--- START OF Passage to read ---

Math from scratch, part four: natural multiplication

Last time in this series proper we implemented integer addition recursively; today we’ll jump right in and go to multiplication. As before, null is illegal, so we’ll start with a public surface operator:

public static Natural operator *(Natural x, Natural y)
{
    if (ReferenceEquals(x, null))
        throw new ArgumentNullException("x");
    else if (ReferenceEquals(y, null))
        throw new ArgumentNullException("y");
    else
        return Multiply(x, y);
}

So let’s talk about multiplication. Again, we’ll do it recursively. The base cases are that Zero multiplied by anything is Zero. It is not necessary to also say that One multiplied by anything is that thing but it is a nice optimization because reference comparison is cheap, so we’ll do those base cases as well, unnecessarily. If we have two non-zero, non-one operands x and y then there are a lot of different ways to break it down into cases. Here’s one where we break it down into three cases: [1. It is a good exercise to come up with other ways to break this down into cases.]

First, if the least significant bit of x is 0 then:

  x * y
= { xtail : 0 } * y
= ( 2 * xtail + 0 ) * y
= 2 * xtail * y
= { xtail * y : 0 }

Second, if the least significant bit of y is 0 then:

  x * y
= x * { ytail : 0 }
= x * ( 2 * ytail + 0 )
= 2 * x * ytail
= { x * ytail : 0 }

Third, if the least significant bit of both is 1 then:

  x * y
= x * { ytail : 1 }
= x * ( 2 * ytail + 1 )
= x * 2 * ytail + x
= 2 * x * ytail + x
= { x * ytail : 0 } + x

In every case we recurse on a simpler case; eventually one of the operands will be Zero and the recursion will bottom out.

We can easily write code from the three cases above:

private static Natural Multiply(Natural x, Natural y)
{
    if (ReferenceEquals(x, Zero))
        return Zero;
    else if (ReferenceEquals(y, Zero))
        return Zero;
    else if (ReferenceEquals(x, One))
        return y;
    else if (ReferenceEquals(y, One))
        return x;
    else if (x.head == ZeroBit)
        return Create(Multiply(x.tail, y), ZeroBit);
    else if (y.head == ZeroBit)
        return Create(Multiply(x, y.tail), ZeroBit);
    else
        return Add(Create(Multiply(x, y.tail), ZeroBit), x);
}

And we’re done:

var n1 = Natural.One;
Console.WriteLine((n1 + n1) * (n1 + n1 + n1) * (n1 + n1 + n1 + n1 + n1));

produces

011110

as you would expect. Multiplication is pretty easy.

Now that we have multiplication I can’t resist throwing in this extra bonus operator because the recursive step is so nice:

xy
= x(2 * ytail + yhead)
= xytail * xytail * xyhead

The code is straightforward:

public Natural Power(Natural exponent)
{
    if (ReferenceEquals(exponent, null))

--- END OF Passage to read ---

> [Exercise instructions]
A. Reproduce word for word the part of the post on natural multiplication starting at "private static Natural" and ending at "(x.head == ZeroBit)".
B. Quote the records starting at the line containing "Target: sock" and ending at the last line of the records.
The text above and the records that come next have nothing to do with each other.

--- START OF Source data ---

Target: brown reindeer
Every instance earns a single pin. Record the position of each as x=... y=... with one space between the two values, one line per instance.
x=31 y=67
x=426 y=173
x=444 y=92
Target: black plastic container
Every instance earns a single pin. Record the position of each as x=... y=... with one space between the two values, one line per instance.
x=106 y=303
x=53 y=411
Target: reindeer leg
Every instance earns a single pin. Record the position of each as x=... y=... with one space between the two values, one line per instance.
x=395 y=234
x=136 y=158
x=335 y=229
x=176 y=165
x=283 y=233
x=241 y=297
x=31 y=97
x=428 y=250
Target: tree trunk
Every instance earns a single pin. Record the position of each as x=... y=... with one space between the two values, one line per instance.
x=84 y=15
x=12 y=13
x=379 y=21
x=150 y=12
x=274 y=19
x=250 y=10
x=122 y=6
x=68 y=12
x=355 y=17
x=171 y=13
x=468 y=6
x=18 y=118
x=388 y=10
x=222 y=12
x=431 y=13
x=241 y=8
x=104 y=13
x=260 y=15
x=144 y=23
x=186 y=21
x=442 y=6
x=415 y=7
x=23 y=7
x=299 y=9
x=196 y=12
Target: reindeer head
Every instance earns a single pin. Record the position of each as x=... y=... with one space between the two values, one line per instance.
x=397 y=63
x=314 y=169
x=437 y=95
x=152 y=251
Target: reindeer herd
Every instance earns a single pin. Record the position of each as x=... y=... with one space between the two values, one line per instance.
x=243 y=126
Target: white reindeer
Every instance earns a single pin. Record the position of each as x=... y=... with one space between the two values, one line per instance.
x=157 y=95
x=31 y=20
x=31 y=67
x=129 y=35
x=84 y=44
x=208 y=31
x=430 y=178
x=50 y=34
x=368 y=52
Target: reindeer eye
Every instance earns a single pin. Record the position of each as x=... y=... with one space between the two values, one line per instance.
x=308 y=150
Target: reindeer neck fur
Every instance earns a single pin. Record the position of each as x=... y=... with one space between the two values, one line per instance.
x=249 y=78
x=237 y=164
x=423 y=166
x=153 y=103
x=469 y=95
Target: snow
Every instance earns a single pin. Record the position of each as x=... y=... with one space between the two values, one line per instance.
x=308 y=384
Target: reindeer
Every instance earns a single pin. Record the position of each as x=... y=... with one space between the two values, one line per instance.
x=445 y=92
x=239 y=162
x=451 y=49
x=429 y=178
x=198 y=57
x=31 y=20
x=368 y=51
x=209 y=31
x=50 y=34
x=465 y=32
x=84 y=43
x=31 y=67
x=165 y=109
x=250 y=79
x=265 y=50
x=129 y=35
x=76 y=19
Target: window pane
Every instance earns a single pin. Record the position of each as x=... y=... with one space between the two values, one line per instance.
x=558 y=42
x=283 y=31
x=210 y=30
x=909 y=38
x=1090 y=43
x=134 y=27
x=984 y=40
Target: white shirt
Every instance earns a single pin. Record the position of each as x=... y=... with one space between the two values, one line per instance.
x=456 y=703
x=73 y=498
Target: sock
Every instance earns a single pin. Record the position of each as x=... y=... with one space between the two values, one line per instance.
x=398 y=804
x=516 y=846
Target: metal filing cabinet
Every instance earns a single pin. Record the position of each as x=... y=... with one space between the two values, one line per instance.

--- END OF Source data ---

> [The results]
A.
private static Natural Multiply(Natural x, Natural y)
{
    if (ReferenceEquals(x, Zero))
        return Zero;
    else if (ReferenceEquals(y, Zero))
        return Zero;
    else if (ReferenceEquals(x, One))
        return y;
    else if (ReferenceEquals(y, One))
        return x;
    else if (x.head == ZeroBit)

B.
Target: sock
Every instance earns a single pin. Record the position of each as x=... y=... with one space between the two values, one line per instance.
x=398 y=804
x=516 y=846
Target: metal filing cabinet
Every instance earns a single pin. Record the position of each as x=... y=... with one space between the two values, one line per instance.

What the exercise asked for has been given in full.